*** Provided data Section Begins ***

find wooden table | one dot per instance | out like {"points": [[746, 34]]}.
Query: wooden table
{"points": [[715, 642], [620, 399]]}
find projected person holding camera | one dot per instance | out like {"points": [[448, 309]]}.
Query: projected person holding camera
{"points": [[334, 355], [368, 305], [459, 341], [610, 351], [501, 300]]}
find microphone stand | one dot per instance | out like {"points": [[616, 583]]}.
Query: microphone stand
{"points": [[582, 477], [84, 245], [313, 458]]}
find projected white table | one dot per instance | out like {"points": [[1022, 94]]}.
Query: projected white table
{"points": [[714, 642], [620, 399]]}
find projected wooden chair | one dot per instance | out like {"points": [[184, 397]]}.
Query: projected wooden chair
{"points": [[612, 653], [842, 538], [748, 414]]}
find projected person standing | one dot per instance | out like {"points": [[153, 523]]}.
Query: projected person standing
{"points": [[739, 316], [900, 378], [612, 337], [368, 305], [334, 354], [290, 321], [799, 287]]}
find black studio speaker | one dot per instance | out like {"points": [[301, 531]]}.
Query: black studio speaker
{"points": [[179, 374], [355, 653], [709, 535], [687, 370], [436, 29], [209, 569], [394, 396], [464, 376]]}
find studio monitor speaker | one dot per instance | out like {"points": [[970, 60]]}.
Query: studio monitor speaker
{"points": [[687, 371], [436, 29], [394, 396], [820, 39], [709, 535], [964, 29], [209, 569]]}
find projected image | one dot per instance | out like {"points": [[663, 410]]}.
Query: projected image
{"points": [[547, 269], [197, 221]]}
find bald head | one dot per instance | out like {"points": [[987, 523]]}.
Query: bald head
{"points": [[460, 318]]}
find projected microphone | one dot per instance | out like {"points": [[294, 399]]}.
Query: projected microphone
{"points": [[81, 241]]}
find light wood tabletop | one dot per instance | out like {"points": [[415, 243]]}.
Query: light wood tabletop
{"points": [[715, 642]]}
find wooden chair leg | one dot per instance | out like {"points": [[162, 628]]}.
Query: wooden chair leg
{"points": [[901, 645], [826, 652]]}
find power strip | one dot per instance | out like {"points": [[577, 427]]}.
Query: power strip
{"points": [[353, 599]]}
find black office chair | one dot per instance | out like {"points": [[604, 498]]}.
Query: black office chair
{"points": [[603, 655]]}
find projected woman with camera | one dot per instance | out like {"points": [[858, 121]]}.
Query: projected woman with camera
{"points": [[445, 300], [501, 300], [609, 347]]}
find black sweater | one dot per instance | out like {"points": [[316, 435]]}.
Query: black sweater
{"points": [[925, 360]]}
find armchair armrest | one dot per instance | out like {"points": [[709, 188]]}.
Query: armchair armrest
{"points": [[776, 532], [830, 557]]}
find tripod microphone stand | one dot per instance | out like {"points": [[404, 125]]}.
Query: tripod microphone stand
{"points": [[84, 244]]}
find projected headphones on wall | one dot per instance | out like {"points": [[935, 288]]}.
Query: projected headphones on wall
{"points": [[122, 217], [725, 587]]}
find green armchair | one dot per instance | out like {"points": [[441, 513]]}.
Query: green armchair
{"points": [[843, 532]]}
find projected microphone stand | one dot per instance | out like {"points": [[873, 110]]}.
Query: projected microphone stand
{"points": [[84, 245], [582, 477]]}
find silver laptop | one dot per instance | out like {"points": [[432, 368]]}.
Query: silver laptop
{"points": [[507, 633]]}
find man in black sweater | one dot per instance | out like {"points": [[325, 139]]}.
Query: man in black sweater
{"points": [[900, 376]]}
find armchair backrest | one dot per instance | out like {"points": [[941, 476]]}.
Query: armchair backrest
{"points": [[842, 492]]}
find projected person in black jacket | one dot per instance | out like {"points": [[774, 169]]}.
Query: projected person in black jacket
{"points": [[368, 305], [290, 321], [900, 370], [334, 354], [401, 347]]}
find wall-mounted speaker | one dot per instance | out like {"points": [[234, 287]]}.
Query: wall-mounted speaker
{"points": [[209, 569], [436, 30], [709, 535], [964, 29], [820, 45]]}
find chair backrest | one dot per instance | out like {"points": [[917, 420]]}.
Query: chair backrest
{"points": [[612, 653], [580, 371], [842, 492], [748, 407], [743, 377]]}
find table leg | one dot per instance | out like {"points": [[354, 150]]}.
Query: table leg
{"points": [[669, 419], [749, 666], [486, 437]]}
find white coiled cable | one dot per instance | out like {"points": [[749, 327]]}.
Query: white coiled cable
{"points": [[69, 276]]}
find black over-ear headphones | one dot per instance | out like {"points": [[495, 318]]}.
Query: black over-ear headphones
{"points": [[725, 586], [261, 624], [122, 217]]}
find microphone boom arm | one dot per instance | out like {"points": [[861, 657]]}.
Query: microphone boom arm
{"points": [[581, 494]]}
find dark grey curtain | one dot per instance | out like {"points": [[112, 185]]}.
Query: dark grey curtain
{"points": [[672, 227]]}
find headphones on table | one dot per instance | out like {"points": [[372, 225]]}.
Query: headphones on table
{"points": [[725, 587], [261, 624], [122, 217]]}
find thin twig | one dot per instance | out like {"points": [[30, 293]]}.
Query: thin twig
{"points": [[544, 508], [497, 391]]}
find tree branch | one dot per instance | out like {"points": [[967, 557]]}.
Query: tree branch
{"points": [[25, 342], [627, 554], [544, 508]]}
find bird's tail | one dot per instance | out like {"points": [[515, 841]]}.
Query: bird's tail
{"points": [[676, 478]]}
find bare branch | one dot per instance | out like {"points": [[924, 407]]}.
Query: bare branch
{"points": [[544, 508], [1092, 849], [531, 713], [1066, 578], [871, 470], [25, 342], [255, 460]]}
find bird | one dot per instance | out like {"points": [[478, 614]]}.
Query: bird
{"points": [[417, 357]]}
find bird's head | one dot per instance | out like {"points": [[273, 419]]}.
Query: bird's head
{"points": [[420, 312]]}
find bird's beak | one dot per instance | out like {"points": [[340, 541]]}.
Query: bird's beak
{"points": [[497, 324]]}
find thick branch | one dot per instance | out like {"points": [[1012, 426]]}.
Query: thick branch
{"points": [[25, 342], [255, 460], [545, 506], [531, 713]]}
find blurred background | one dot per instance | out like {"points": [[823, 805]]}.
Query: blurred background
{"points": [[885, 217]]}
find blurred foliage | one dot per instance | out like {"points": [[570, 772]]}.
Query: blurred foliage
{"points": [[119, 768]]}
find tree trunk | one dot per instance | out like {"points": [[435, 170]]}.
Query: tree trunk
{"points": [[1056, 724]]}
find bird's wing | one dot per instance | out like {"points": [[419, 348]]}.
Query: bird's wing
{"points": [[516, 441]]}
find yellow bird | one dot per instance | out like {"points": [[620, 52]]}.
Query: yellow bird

*** Provided data Section Ends ***

◆ Task directions
In the entries above, find the line with "find table leg" and the line with "find white coiled", then set down exactly those two and every line between them, nothing else.

◆ Reply to the task
find table leg | one dot per instance | out like {"points": [[354, 150]]}.
Query: table leg
{"points": [[669, 419], [749, 666], [486, 437]]}
find white coiled cable | one dot per instance | out like {"points": [[749, 327]]}.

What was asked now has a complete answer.